:: Document ::
══════

DO learn the art of “narrowcasting.” Show your organization’s smarts by strategically targeting those most likely to give instead of setting your sights on quantity over quality.

DO listen to your donors. Take their critiques seriously, acknowledge their wisdom and attention to your cause and demonstrate change based on their recommendations.

DO thank donors, early and often! It is human nature to yearn for appreciation for a job well done. Engender continued participation and warm feelings with simple heartfelt thanks, expressed in a timely manner.

DO give equal time (as hectic schedules permit) to small donors. A big pool of small donors is as invaluable as its opposite! Additionally, by cultivating small donors, you will migrate some into the bigger donor ranks.

DON’T burn out your volunteers. Volunteers keep your non-profit ship afloat and being tasked too often to do the same rote tasks can sour even the most devoted. Listen to them as well and incorporate their suggestions. Keep the tasks rotating so volunteers can experience each aspect of your organization and find something they can truly hang their hat on.

══════

:: Excerpted records ::

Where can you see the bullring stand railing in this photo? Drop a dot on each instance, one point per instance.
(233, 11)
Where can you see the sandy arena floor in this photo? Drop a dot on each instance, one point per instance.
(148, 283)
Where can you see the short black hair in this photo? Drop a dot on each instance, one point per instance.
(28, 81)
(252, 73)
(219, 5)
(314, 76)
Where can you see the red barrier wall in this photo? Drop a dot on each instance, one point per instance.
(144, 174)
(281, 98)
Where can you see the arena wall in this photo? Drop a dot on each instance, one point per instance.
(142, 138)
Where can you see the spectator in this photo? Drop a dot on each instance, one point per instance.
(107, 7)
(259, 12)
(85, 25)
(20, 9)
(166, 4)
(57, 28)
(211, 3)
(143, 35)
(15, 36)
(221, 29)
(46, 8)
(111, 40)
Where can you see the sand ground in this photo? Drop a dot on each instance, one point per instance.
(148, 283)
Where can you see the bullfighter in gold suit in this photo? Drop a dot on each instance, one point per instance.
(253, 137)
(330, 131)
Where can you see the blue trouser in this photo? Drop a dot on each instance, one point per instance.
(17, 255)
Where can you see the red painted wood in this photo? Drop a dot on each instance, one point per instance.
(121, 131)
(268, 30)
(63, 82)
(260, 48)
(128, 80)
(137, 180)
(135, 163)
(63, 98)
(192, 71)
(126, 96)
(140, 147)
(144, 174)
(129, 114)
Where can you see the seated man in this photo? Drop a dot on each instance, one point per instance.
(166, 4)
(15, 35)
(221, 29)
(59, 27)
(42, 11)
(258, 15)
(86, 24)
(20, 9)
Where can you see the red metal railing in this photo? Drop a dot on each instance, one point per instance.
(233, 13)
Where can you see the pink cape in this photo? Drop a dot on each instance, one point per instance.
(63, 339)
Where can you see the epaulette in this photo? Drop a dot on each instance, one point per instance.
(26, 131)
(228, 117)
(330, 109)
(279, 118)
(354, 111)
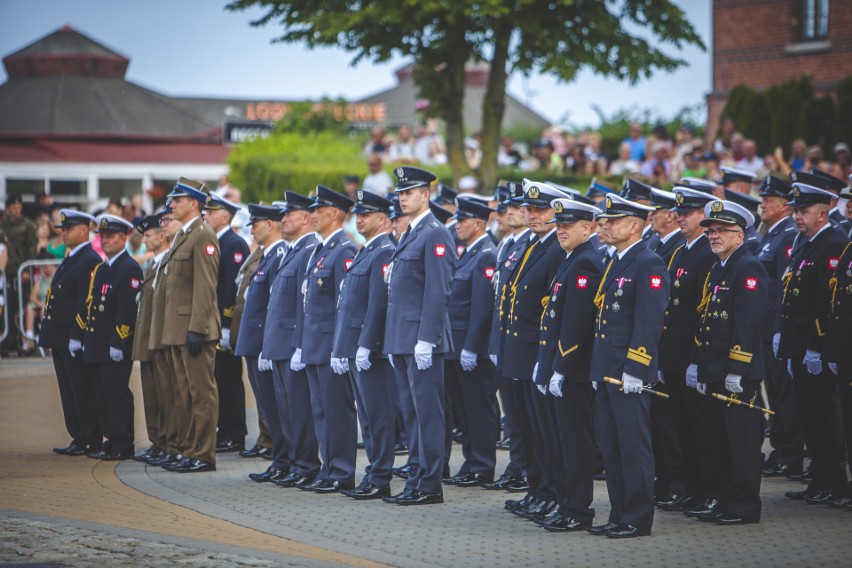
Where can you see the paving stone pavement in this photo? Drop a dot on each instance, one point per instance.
(470, 529)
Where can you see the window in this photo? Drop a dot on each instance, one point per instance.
(815, 20)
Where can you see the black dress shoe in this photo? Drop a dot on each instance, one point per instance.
(271, 473)
(109, 455)
(252, 452)
(195, 466)
(420, 498)
(229, 445)
(292, 479)
(565, 523)
(800, 495)
(819, 498)
(600, 530)
(395, 498)
(626, 531)
(367, 491)
(329, 486)
(733, 519)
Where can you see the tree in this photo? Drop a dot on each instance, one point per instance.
(616, 38)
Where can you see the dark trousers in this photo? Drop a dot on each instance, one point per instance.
(77, 393)
(574, 423)
(624, 432)
(820, 424)
(426, 391)
(151, 402)
(669, 428)
(741, 437)
(533, 449)
(376, 402)
(517, 466)
(333, 404)
(293, 395)
(785, 429)
(115, 404)
(264, 392)
(231, 424)
(476, 396)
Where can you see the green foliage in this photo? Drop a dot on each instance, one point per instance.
(790, 110)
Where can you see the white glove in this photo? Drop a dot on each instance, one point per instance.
(362, 359)
(813, 362)
(75, 345)
(296, 361)
(423, 355)
(555, 387)
(225, 340)
(732, 383)
(631, 384)
(339, 366)
(692, 376)
(468, 360)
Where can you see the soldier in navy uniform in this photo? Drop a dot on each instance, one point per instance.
(508, 256)
(285, 309)
(418, 334)
(836, 349)
(62, 329)
(359, 338)
(665, 224)
(233, 251)
(686, 478)
(468, 370)
(332, 398)
(805, 305)
(523, 303)
(729, 360)
(106, 343)
(776, 248)
(564, 358)
(631, 301)
(640, 193)
(266, 229)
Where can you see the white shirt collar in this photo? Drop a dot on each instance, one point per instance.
(111, 261)
(269, 249)
(76, 249)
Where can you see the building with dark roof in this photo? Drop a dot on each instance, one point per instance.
(73, 126)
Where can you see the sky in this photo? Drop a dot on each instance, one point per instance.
(195, 48)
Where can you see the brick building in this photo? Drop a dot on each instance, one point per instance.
(760, 43)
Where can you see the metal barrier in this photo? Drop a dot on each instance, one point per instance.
(32, 281)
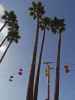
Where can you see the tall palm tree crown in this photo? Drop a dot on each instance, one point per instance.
(57, 25)
(37, 10)
(13, 30)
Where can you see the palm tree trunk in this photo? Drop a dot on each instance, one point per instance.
(3, 41)
(48, 83)
(32, 72)
(5, 51)
(38, 70)
(56, 97)
(3, 27)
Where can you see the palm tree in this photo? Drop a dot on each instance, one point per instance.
(58, 26)
(44, 25)
(9, 18)
(13, 35)
(36, 11)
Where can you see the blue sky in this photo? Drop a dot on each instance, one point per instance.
(20, 55)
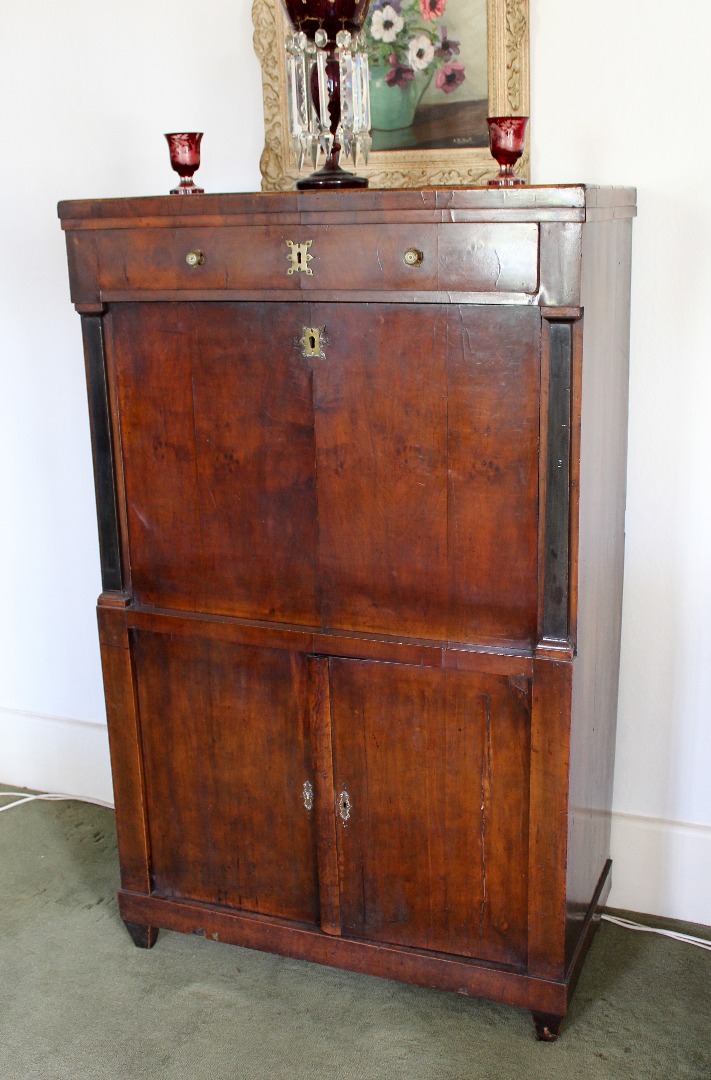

══════

:: What this exercise asks ::
A: In the fundraising tips, what will cultivating small donors do for some of them?
B: Change the fundraising tips by giving everything from "DO listen to" down to "a timely manner." again, with "donors" replaced by "supporters".
C: Write what comes next in the fundraising tips, following on from their last line.

:: Per-task outputs ::
A: It will migrate some of them into the bigger donor ranks.

B:
DO listen to your supporters. Take their critiques seriously, acknowledge their wisdom and attention to your cause and demonstrate change based on their recommendations.

DO thank supporters, early and often! It is human nature to yearn for appreciation for a job well done. Engender continued participation and warm feelings with simple heartfelt thanks, expressed in a timely manner.

C:
DON’T constantly ask for money. If you try going to the well too often, it will run dry.  Contributors don't want to feel obligated ALL the time to find money.

DON’T make the mistake of not cultivating new donors — let people know your mission and always have an “elevator speech” prepared.

DON’T send form letters to big donors (sometimes with mass mailings a form letter is a must) but to your loyal enthusiasts, the personal touch is demanded!

Most importantly, keep striving for more dialogue with your donors. With the advent of social media, there are many platforms for two-way conversation but that is not carte blanche to forego the occasion for coffee or lunch!

Do you have any do’s and don’ts you’d like to share?